**YOUR OBJECTIVE**
Please reproduce the glaucoma awareness text below word for word, from its title to its final sentence.

**EXTRACTED TEXT**

-------------------------

Glaucoma Myths vs. Facts from Lighthouse Guild

January is Glaucoma Awareness Month

Glaucoma affects over 3 million people in the United States and is often called the “silent thief of sight” because it robs people of vision slowly and without early symptoms. January is Glaucoma Awareness Month, a great time to emphasize the importance of regular eye check-ups for early detection of glaucoma and other eye diseases.

Glaucoma damages the eye’s optic nerve. As the disease progresses, it can lead to permanent vision loss. Many misconceptions exist about glaucoma, potentially causing people to underestimate their risk. Knowing the facts and knowing that early diagnosis and treatment are crucial to preventing vision loss is essential.

-------------------------

**GIVEN DATA**

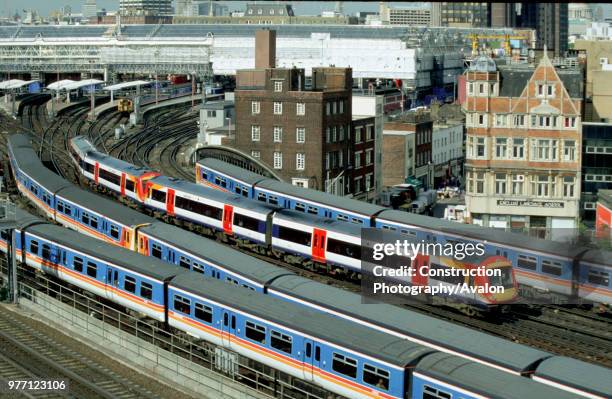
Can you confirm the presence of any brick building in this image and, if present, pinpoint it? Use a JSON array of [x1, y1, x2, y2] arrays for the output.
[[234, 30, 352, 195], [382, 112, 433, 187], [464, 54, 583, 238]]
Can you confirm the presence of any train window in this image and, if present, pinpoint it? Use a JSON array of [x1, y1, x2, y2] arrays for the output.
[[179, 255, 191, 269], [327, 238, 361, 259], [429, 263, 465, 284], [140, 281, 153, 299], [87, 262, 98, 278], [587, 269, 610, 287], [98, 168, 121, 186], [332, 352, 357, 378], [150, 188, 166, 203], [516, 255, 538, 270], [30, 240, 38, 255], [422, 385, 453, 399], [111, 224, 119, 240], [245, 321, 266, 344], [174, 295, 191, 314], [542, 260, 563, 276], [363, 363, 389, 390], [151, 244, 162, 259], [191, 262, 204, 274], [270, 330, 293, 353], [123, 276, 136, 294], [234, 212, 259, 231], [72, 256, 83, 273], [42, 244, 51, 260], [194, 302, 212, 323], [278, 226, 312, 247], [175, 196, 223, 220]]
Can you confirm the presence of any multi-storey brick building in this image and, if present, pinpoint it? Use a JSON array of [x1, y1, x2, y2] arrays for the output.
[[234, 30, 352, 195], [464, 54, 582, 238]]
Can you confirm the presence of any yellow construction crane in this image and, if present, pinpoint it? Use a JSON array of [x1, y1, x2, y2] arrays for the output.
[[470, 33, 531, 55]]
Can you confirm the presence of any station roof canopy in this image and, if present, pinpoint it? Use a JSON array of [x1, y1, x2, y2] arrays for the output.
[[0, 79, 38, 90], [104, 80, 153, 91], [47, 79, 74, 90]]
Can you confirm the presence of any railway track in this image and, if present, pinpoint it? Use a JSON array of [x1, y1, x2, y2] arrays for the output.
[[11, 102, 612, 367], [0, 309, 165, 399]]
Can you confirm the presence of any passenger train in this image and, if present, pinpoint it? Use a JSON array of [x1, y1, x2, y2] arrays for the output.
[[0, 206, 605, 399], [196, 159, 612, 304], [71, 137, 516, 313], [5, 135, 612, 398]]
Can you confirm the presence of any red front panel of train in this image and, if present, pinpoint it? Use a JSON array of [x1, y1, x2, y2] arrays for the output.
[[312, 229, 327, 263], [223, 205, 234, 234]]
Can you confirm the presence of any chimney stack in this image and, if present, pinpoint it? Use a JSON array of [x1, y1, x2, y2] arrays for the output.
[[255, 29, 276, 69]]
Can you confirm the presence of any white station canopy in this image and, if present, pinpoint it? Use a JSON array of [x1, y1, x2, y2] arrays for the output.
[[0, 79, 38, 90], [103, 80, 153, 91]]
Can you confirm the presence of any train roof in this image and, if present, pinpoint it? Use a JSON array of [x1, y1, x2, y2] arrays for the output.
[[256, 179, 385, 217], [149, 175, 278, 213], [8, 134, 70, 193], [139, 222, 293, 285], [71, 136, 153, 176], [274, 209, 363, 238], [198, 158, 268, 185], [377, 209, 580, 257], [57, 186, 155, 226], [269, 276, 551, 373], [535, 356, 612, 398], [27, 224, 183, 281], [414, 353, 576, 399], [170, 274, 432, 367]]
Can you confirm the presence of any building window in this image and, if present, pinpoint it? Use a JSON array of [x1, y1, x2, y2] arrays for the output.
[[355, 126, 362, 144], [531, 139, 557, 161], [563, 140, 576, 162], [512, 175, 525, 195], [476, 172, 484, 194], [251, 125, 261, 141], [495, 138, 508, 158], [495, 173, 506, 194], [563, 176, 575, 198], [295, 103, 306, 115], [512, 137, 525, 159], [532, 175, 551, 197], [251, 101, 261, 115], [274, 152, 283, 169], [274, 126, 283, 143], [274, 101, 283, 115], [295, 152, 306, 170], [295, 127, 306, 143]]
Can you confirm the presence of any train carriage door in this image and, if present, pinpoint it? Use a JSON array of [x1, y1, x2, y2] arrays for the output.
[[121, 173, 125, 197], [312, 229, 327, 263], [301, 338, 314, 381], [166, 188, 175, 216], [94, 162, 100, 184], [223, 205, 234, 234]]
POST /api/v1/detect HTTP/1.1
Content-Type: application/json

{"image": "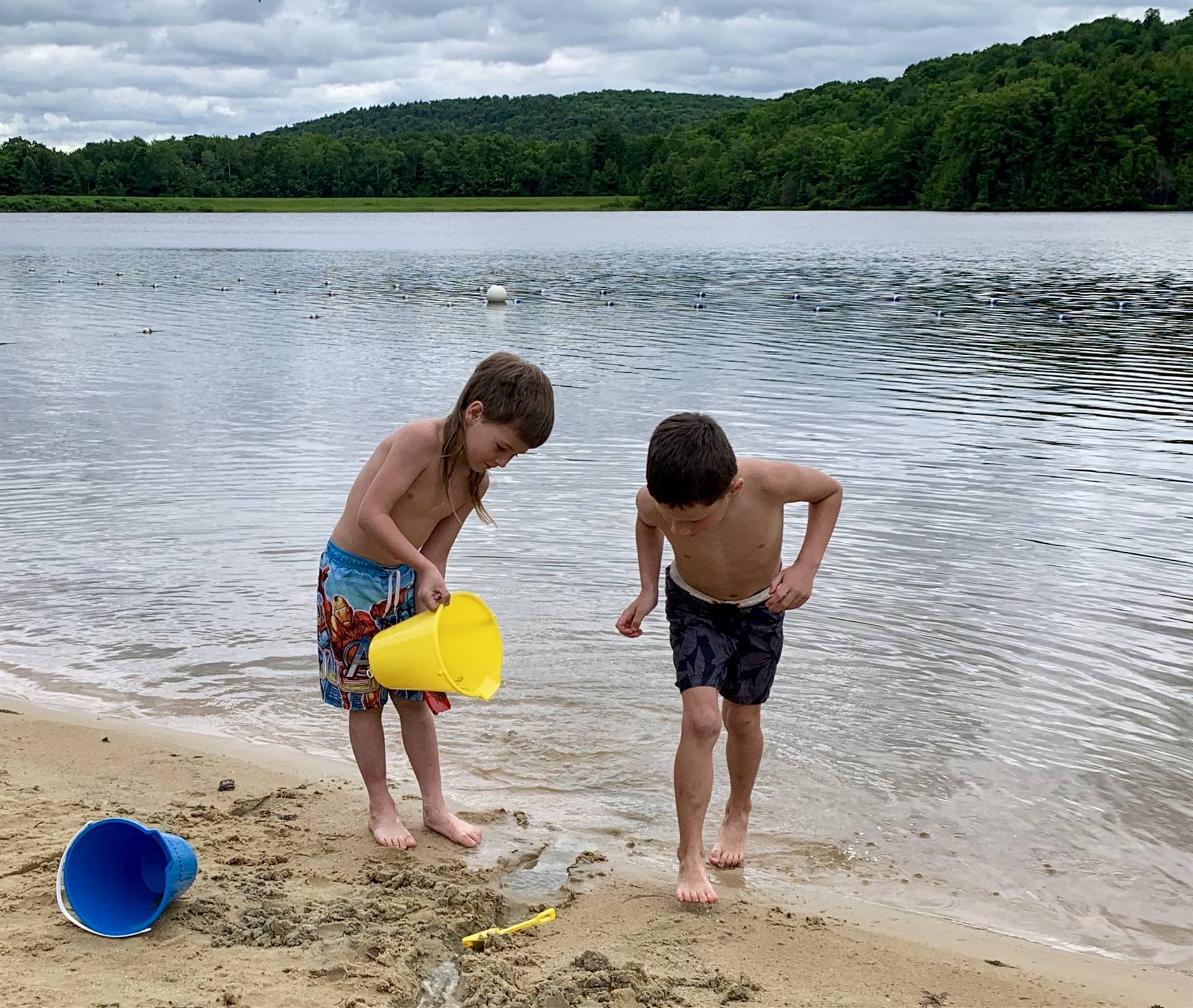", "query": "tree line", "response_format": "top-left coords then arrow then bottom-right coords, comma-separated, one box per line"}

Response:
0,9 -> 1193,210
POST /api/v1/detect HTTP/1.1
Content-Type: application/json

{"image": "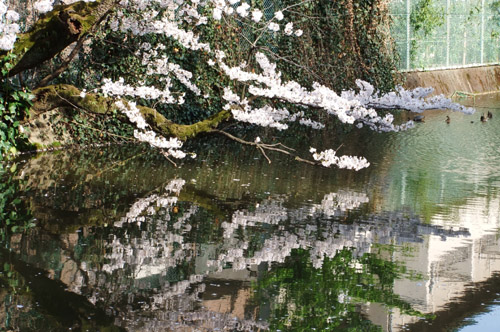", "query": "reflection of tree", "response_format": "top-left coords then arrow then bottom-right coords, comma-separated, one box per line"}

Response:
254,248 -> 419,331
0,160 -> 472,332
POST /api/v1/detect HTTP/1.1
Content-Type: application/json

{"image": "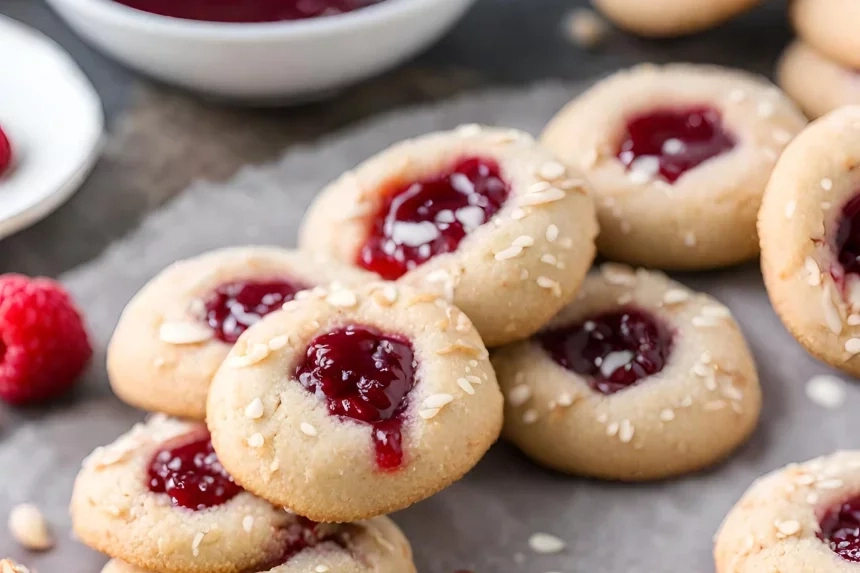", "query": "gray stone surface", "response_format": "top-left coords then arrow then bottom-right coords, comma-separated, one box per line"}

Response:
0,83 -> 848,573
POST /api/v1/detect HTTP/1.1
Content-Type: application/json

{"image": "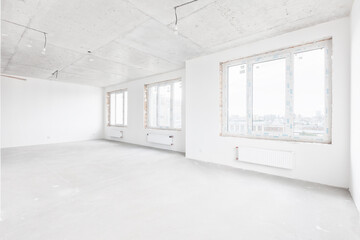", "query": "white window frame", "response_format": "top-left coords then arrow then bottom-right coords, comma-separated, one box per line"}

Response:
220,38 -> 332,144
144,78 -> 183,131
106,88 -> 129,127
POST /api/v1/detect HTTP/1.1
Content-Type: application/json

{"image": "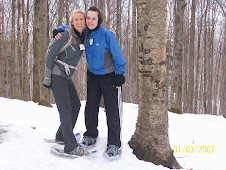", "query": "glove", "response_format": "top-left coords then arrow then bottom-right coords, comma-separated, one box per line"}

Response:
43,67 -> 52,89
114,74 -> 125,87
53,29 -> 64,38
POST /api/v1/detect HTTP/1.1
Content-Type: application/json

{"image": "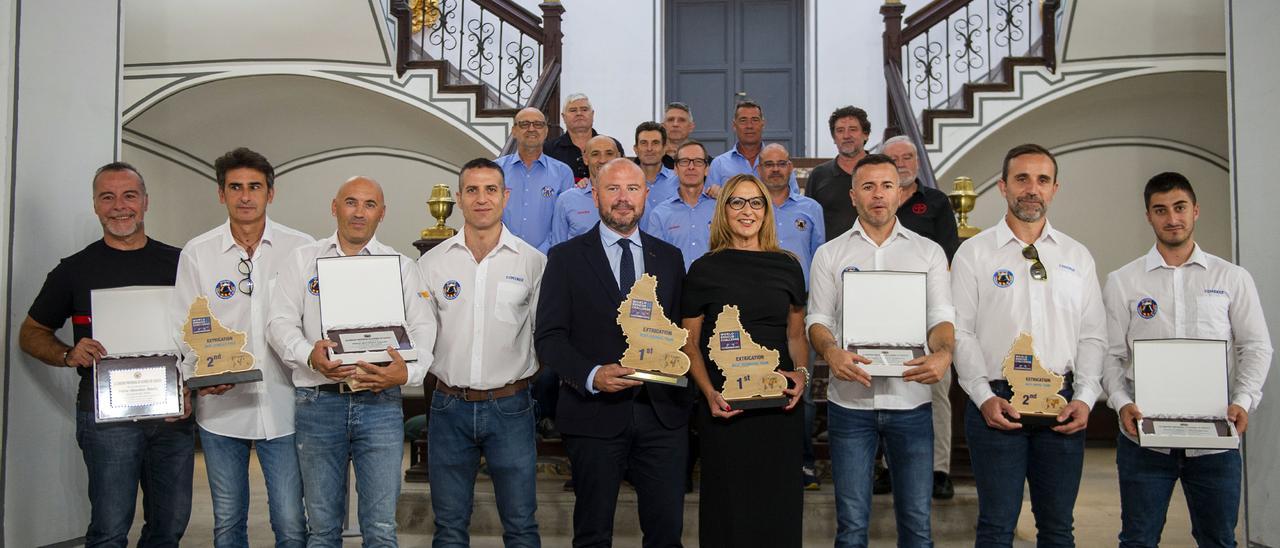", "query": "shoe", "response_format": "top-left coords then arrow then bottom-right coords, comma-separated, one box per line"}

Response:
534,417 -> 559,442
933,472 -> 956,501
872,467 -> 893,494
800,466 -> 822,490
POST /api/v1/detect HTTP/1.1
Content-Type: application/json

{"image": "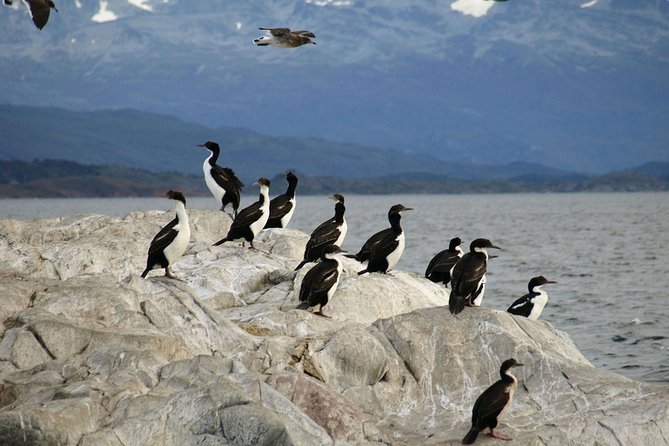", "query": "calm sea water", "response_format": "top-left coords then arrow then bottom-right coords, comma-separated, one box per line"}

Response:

-------------------------

**RESULT BELOW**
Glaucoma Myths vs. Facts from Lighthouse Guild

January is Glaucoma Awareness Month

Glaucoma affects over 3 million people in the United States and is often called the “silent thief of sight” because it robs people of vision slowly and without early symptoms. January is Glaucoma Awareness Month, a great time to emphasize the importance of regular eye check-ups for early detection of glaucoma and other eye diseases.

Glaucoma damages the eye’s optic nerve. As the disease progresses, it can lead to permanent vision loss. Many misconceptions exist about glaucoma, potentially causing people to underestimate their risk. Knowing the facts and knowing that early diagnosis and treatment are crucial to preventing vision loss is essential.